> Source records
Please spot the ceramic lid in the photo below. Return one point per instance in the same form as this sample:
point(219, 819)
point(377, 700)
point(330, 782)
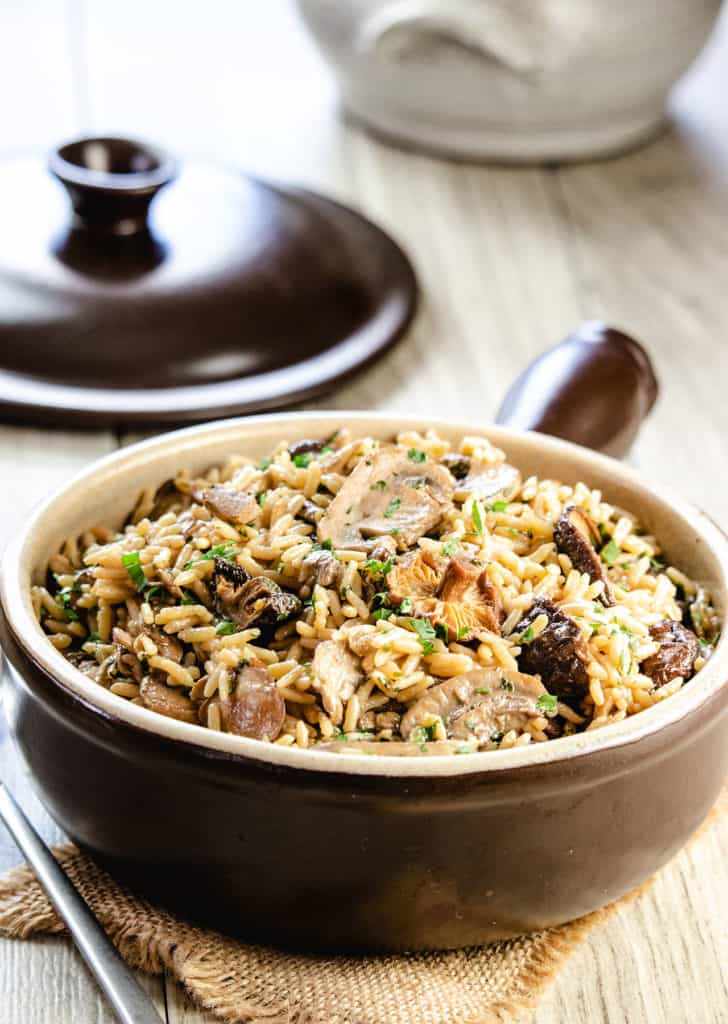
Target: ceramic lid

> Exercise aim
Beginning at the line that holds "point(219, 819)" and ending with the last line of the entries, please set down each line exactly, leaving every picture out.

> Response for this exercise
point(219, 819)
point(377, 700)
point(330, 782)
Target: ceramic lid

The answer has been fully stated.